* What is needed:
Every entry needs to be written out again exactly.

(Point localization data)
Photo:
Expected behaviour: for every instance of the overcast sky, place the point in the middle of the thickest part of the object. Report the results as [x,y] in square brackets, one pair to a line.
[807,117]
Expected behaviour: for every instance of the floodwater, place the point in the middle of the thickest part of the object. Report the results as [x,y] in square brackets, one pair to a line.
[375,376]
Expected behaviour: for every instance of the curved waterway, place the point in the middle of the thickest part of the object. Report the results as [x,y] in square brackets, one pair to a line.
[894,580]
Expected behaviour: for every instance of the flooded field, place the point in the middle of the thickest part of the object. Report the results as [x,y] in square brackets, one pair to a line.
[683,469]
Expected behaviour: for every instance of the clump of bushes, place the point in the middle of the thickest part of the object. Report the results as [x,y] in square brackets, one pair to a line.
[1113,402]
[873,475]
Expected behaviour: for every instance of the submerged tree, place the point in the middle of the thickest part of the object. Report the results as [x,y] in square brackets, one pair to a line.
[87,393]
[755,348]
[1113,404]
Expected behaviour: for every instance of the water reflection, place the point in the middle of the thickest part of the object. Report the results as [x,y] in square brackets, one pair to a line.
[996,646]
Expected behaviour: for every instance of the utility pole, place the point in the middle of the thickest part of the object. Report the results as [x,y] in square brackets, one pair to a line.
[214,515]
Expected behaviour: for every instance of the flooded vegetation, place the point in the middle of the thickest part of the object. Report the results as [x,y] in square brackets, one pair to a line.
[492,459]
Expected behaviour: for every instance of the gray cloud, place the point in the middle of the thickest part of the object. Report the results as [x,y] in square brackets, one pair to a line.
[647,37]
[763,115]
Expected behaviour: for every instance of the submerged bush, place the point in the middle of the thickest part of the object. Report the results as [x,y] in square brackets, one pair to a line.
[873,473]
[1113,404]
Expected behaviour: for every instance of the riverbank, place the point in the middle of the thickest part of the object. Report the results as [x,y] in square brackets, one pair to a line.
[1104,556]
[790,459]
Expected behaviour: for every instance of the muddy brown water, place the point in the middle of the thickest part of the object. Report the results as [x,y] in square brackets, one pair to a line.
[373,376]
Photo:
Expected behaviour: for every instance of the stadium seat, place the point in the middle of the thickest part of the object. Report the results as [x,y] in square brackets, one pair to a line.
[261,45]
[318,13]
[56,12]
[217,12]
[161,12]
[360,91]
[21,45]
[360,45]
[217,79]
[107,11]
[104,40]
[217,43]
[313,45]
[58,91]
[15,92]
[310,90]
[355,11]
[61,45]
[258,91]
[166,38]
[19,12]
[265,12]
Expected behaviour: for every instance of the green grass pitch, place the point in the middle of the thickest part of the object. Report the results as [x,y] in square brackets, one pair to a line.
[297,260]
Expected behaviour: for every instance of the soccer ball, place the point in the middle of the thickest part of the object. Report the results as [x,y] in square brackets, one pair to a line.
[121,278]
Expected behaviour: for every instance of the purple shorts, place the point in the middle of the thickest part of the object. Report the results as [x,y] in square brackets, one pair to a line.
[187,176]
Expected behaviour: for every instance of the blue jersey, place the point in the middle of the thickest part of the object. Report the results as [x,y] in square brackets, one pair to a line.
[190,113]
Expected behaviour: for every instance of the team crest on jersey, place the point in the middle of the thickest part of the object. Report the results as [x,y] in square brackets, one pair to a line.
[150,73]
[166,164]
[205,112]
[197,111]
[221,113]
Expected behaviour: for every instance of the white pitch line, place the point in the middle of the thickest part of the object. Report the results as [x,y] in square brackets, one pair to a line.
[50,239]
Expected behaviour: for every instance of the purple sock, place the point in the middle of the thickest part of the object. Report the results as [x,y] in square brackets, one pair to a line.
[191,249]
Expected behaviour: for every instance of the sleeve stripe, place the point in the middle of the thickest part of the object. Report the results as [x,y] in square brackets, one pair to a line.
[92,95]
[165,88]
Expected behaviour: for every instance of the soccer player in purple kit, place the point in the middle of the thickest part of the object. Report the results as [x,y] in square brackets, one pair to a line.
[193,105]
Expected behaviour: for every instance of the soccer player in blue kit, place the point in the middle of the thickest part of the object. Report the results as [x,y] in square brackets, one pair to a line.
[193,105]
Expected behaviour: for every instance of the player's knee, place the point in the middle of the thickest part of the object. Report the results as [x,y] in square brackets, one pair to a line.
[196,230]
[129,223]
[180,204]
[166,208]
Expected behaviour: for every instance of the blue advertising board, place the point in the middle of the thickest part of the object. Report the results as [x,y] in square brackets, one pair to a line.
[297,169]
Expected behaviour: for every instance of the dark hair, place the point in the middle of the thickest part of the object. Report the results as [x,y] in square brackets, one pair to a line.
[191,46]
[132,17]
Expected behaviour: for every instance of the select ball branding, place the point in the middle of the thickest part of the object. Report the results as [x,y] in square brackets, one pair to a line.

* Task answer:
Photo:
Expected behaviour: for every instance of the overcast sky, place the point in the middle of the thickest part of the object. Report the results as [x,y] in square brackets, one pair to a line.
[807,117]
Expected behaviour: for every instance of the floodwater, place the point in the middle of the thickest part of the object. Report the results as [x,y] in square brackets, one pair to a line.
[375,376]
Expected behaviour: for every instance of the curved waterway, place the point in the middle of the thickest part of the object. Report the results as [x,y] in square brackets, one pair to a line.
[894,580]
Expected behaviour: for every instance of the flooded field, place the point in the middle of the thickest part of the object. Report the results as [x,y] in square brackets, one pair to a line.
[683,469]
Expected behaviour: for every instance of the clump of bushes, place the point in the middle of the thickest part of the object. Report the results as [x,y] in square brackets, one pair to a line.
[1113,402]
[873,475]
Expected behaviour: for every instance of the submerged tree, place the point in the middle of the thickest part of the object. Report the results as [x,y] in square brackets, one pair to a line.
[87,393]
[755,348]
[1113,404]
Expected behaviour: for every instance of the water reflection, place the point in the middle of the thickest part of the object. Report the results as [x,y] in square brackets, one pair to a line.
[996,646]
Expected behaviour: for every instance of the utility pole, place the point in the middle of the thickest part of the object. Report the results as [x,y] in square brackets, one pair to a line.
[214,515]
Expected behaviour: for every instance of the flooded vegetation, place the point in the middle of the thickest part of the object. Report the results as [x,y] in square brackets, one pair to a line.
[492,459]
Expected behaviour: for every instance of the gray cloud, place the point in the middle of the thickest part of the object. Report the results as [x,y] in square brackets, one pair to a line.
[647,37]
[763,115]
Expected behaviour: for every instance of the submerged bush, place the point in the middle of the thickest part of the object. Report the results as [x,y] in square brackets, one pair to a line.
[873,473]
[1113,404]
Expected behaviour: for every instance of the riverbank, place the point in the middle of the thickest part of the object. Report the results as [x,y] in square brackets, one pair to a line.
[1104,556]
[790,459]
Expected behaviour: for every instance of the muddy brown water, place the point in the middle of the thickest part of the object. Report the results as [x,y] in square brackets, one pair to a line.
[373,376]
Photo:
Expected behaviour: for every instance of the stadium seat, place the point in the middle of the thickest part of the object. Report the results as [x,y] in square brackets, one pair to a line.
[261,45]
[318,13]
[56,12]
[217,12]
[161,12]
[360,91]
[21,45]
[360,45]
[217,79]
[107,11]
[104,40]
[217,43]
[313,45]
[58,91]
[15,92]
[310,90]
[355,11]
[61,45]
[258,91]
[166,38]
[19,12]
[265,12]
Expected behaviour: for every instance of the green grass pitch, place the point in the middle of the thickest part of the object. Report the results as [x,y] in square brackets, one pair to a line.
[297,260]
Expected behaviour: for every instance of the soccer ball, place the point in the middle of the thickest part of the object. Report the results as [x,y] in square brackets, one pair to a line.
[121,278]
Expected behaviour: for every instance of the purple shorts, place the point in the middle of the thickest part of the object. Report the results as [x,y] in square brackets, one pair to a line.
[187,176]
Expected behaviour: for every instance of the blue jersey, place the point in the middle of the thickest part of the object. Report the results as [x,y] in square brackets, one pair to a line.
[190,113]
Expected behaviour: for every instance of the team crest on jersey, place the point in the middle of the thickest part of the object. Report the results as [x,y] in square brackets, one pair to a line.
[150,73]
[166,164]
[205,112]
[197,111]
[221,113]
Expected behaviour: for every instance of the white pitch line, place the point in the middle of the thickest part of the object. Report the results as [x,y] in square brackets, one pair to a line.
[50,239]
Expected behaviour: for every instance of the purple sock, place the point in the middle of the thickest part of the object. Report the results as [x,y] in square brackets, one pair to a line.
[191,249]
Expected behaviour: for every instance of the sleeve stripe, place the point in the middle of the thickest part of the object. Report the results as [x,y] in square brackets, one pair to a line.
[92,95]
[165,88]
Expected behaviour: for every instance of the soccer player in purple kit, place the point in the middle of the thickest part of the object. Report the results as [x,y] in square brackets, one pair to a line.
[193,105]
Expected behaviour: for every instance of the soccer player in blue kit, place the point in the middle of the thickest part of the object. Report the results as [x,y] in square brackets, one pair to a line.
[193,105]
Expected behaviour: for every instance of the player's knee, place the point in the middle of the thickest part of the object. Report the results as [x,y] in square brackets, one pair to a line.
[196,230]
[129,223]
[180,204]
[166,208]
Expected behaviour: for every instance of the blue advertising board, place the point in the middle of the thickest part of the object. Report the results as [x,y] in square brackets, one pair to a line.
[297,169]
Expected behaviour: for every instance of the dark hair, place the point in the middle of the thickest part of the object. Report the results as [x,y] in square brackets, one pair to a line.
[191,46]
[132,17]
Expected behaviour: for every instance of the select ball branding, place the point in the middle of the thickest part of the object. Report the results as [x,y] in square brackets, one pair to a line.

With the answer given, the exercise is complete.